## WRITTEN EXERCISE:
Reproduce the listing below word for word, from start to finish, omitting the pictures.

****************

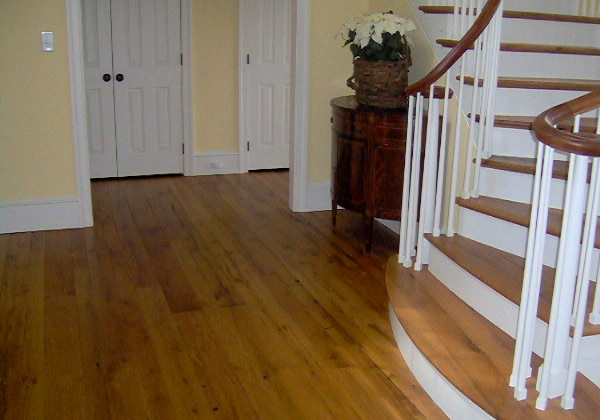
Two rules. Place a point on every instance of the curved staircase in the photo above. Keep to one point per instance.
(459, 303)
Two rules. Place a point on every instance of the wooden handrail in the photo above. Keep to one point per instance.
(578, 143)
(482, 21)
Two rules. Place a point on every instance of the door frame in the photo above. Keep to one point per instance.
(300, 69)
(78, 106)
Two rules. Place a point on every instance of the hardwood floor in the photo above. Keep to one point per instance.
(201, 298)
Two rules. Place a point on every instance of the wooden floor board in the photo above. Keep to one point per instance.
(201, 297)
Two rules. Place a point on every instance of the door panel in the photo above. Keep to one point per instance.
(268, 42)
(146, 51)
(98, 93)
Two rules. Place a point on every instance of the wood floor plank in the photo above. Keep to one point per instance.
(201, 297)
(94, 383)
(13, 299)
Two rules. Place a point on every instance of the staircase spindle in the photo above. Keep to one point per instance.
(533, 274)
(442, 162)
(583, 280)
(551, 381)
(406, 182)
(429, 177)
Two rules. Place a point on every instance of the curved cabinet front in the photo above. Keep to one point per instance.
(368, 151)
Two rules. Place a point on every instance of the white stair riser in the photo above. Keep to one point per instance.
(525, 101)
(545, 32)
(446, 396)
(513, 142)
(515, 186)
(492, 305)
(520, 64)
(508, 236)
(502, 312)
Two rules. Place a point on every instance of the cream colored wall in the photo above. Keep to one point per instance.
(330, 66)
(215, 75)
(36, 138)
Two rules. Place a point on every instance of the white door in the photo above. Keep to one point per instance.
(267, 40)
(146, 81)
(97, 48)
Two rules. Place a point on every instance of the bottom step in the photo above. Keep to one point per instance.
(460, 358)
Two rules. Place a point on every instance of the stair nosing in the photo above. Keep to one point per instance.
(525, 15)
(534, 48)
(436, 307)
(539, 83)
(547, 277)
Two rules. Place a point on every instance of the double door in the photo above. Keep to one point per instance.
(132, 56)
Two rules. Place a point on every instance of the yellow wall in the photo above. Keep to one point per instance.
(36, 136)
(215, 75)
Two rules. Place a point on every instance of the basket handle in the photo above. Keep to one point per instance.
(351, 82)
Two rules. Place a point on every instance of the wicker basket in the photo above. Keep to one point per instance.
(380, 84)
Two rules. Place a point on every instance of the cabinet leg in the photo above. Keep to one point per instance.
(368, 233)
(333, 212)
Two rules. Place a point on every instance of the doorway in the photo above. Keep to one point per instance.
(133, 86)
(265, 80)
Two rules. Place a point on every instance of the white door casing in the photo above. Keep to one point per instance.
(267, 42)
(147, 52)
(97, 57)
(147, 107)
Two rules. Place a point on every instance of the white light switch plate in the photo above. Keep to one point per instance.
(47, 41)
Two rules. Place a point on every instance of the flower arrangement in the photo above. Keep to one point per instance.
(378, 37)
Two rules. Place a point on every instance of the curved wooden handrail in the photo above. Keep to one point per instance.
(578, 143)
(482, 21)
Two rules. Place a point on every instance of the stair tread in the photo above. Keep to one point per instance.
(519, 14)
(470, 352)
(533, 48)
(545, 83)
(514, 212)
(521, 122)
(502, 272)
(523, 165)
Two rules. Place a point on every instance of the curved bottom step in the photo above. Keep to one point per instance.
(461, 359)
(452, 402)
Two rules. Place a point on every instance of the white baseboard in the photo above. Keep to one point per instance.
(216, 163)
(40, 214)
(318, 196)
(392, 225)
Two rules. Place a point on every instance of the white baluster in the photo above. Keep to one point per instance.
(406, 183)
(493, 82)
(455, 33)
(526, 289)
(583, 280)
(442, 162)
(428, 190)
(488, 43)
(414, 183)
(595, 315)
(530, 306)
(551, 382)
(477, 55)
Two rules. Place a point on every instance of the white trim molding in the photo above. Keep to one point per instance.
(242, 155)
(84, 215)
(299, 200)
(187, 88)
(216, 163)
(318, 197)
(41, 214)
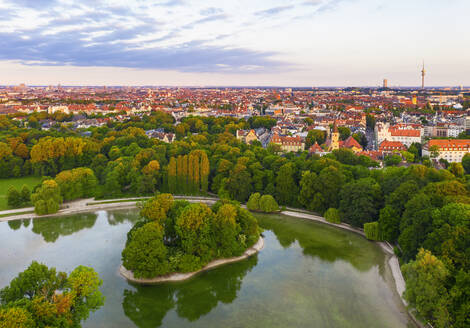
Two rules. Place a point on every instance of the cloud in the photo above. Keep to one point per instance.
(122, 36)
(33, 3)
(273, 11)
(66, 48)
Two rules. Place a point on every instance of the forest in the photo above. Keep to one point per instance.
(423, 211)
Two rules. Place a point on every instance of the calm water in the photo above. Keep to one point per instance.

****************

## WRITTEN RESPONSE:
Two rules. Place a point on every instance of the curved staircase in the photo above. Keep to one point per instance.
(459, 303)
Two rules. Place a point on every instance of the wooden handrail in the photo above. Keep to one point per instance.
(578, 143)
(482, 21)
Two rules. Place a point on every instance of the door frame in the photo above. Keep to one point per instance.
(300, 69)
(78, 106)
Two rules. Place a point on every instance of the hardwood floor in the photo above. Keep to one point per instance.
(201, 298)
Two rules. Place a point on every instance of the wooden floor board in the photo above. Keep to one point per instance.
(201, 297)
Two rules. Place a point on every instance of the door panel in the photo above. Keep to one point per instance.
(268, 42)
(146, 51)
(98, 93)
Two rules. Place a point on every instance of the wood floor plank in the photo above. Keep to one point per instance.
(201, 297)
(94, 383)
(13, 299)
Two rules. Place a point on every instance of the staircase spindle in the photo above. Keep to one point per instance.
(533, 274)
(442, 162)
(583, 280)
(551, 381)
(406, 182)
(429, 177)
Two rules. Place a point on every instance of the curved cabinet front in the photo above. Keep to one point per instance.
(368, 151)
Two rules. Place a point on every instance of the white stair riser in the photo above. Keep to one point per instance.
(525, 101)
(545, 32)
(446, 396)
(513, 142)
(515, 186)
(492, 305)
(520, 64)
(508, 236)
(502, 312)
Two rules. Place a point on every instance of the cream colored wall in the photo above. Keep to one point per instance.
(330, 66)
(215, 75)
(36, 138)
Two rules. Place a point on every instance of the white door in the photo above. Keep to one point per instance.
(267, 40)
(146, 81)
(97, 48)
Two rules. Place a point on every instance of the bottom step in the photo above. Keep to one point per instance.
(460, 358)
Two rules. Place a point on every instance of the stair nosing in the photo above. Keep to one point per instance.
(525, 15)
(534, 48)
(436, 307)
(539, 83)
(547, 277)
Two rules. Place a point on every instance of the double door in the photo above. Keep to one point per instance.
(132, 56)
Two rules. Place a point on every instance of the yellow wall in the photo above. Keep to one point per instance.
(36, 136)
(215, 75)
Two rules. Place a point on every instance of the basket handle in the photo above. Keep to one point per instance.
(351, 82)
Two rules. Place a point on every instance of the wicker basket in the photo above. Keep to one point per instance.
(380, 84)
Two rules. Place a point on every instance of the cabinet leg in the photo above. Keep to one point per instance.
(368, 233)
(333, 212)
Two rules. Place a point on every instance of the doorway in the photo above. Keep to one point per instance.
(133, 86)
(265, 80)
Two rules. Place a point on every instance of the white door casing in the photo above. Keep to one point per instance.
(267, 42)
(147, 52)
(97, 57)
(147, 107)
Two rules. Place a point on every instance of the white light switch plate in the photo above. Keep to one point per instance.
(47, 41)
Two rules. Place a point on every instance of the flower arrangement in the photo above. Keep to one point per instance.
(378, 37)
Two rules. Place a point on every instance of the curved wooden handrail in the photo above. Keep to one point per instance.
(578, 143)
(482, 21)
Two rules. Place a point on every instance of the stair tread in the photo above. Keep to one point per instance.
(519, 14)
(470, 352)
(533, 48)
(545, 83)
(514, 212)
(521, 122)
(502, 272)
(523, 165)
Two rules. Place a point on every instance of the curved bottom step in the photo above. Keep to one point per instance.
(461, 359)
(452, 402)
Two rules. Place a point on every instance of the white baseboard in the photo above. Keep to one point per instance.
(216, 163)
(40, 214)
(318, 196)
(392, 225)
Two rules. Place a point on every instance of the white baluster in the photo above. Keep to one point per instance.
(406, 183)
(493, 82)
(455, 33)
(526, 289)
(583, 280)
(442, 162)
(428, 190)
(488, 43)
(414, 183)
(595, 315)
(530, 306)
(551, 382)
(477, 55)
Two rules. Place a point on every instance of the white trim molding in the photo above. Keep to one point per instance.
(242, 155)
(84, 215)
(299, 200)
(187, 88)
(216, 163)
(318, 197)
(41, 214)
Two rules. Place a point on every instance of the cloud in the photo above. Keep to one point per instance.
(122, 36)
(33, 3)
(273, 11)
(66, 48)
Two rules. Place a point on every instance of the forest in the photo above. Keep to one point per instance.
(423, 211)
Two rules. Place a point on every instance of the calm water in the photo above. Keep to one point per instance.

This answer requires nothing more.